▸ **TEXT TO READ**
--- Begin ---

Every week I’ll point you to articles by and about real leaders in real situations and to articles about how real companies are faring in the marketplace. Read them. Think about them. Draw your own lessons and conclusions from them. Then try to apply those lessons in your own real life.

This week I’m pointing you to articles about Paul Dupuis, Susan Wojcicki, Fred Engelfried, Sears, and Robert F. Smith.

From Kim Thomas: Five E’s of Effective leadership

“Effective leaders must be able to envision, express, excite, enable and execute, says Randstad India CEO Paul Dupuis.”

From Daisuke Wakabayashi: The Most Measured Person in Tech Is Running the Most Chaotic Place on the Internet

“While Mark Zuckerberg, Sheryl Sandberg, Jack Dorsey and others have gotten their share of public scrutiny, Ms. Wojcicki largely has not. I wanted to get a better sense of what she was like as a C.E.O., how she was trying to tame YouTube’s hydra of issues and whether there was any sense of urgency within YouTube. And so over the last several months, I spoke to more than a dozen current and former YouTube and Google employees and interviewed Ms. Wojcicki three times.”

From Fred Engelfried: Fear of Failure Is The Ultimate Motivator For Many Leaders

“Most of us grow up with some insecurities…you know, how we look, not being as good at some things as others, not being included in the ‘popular’ groups and for some, not having what some others have. Kid stuff, right? For me, whatever insecurities I had in my youth all faded, reemerging in adulthood as a distilled but dominant fear of failure. I’ve ‘enjoyed’ this motivating force ever since.”

--- End ---

▸ **DATA EXTRACT**
--- Begin ---

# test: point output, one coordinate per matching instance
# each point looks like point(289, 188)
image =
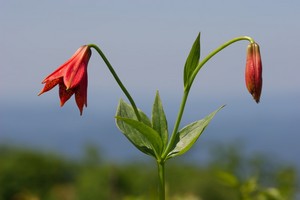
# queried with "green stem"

--- End ---

▸ **OBJECTIVE A**
For each statement, say whether it agrees with the weekly leadership roundup. Answer yes or no and quote the deciding words. (i) Paul Dupuis is identified as the CEO of Randstad India. (ii) Daisuke Wakabayashi interviewed Ms. Wojcicki twice. (iii) Fred Engelfried says his childhood insecurities carried into adulthood unchanged.
▸ **OBJECTIVE B**
Write the next part of the weekly leadership roundup, starting right after its final sentence.

▸ **TASK OUTPUT A**
(i) Yes: "says Randstad India CEO Paul Dupuis."
(ii) No: "interviewed Ms. Wojcicki three times."
(iii) No: "whatever insecurities I had in my youth all faded, reemerging in adulthood as a distilled but dominant fear of failure."

▸ **TASK OUTPUT B**
From Geoff Colvin and Phil Wahba: Sears’ Seven Decades of Self-Destruction

“Sears’ bankruptcy filing last year sparked torrents of criticism for its current leaders. But the problems that brought down this former Fortune 500 stalwart date way back to the Eisenhower era. Here’s what leaders can learn from an icon’s slow-motion collapse.”

From Jennifer Kahnweiler: The Quiet Leadership Speaker Who Stunned the Crowd

“In the last few days, we have learned more about Robert F. Smith, leadership speaker and Austin billionaire who quietly announced at the 2019 Morehouse College commencement that he was paying off the student loans of each and every one of the 400 graduates. There was shock and then sheer exuberance at the realization that this tremendous financial burden would be lifted.This generous gift will change the lives of these graduates who can feel free to move ahead in their careers without the burden of financial debt.”

For some ideas about how to get more from this series of posts, check out “Studying Leaders in the Wild.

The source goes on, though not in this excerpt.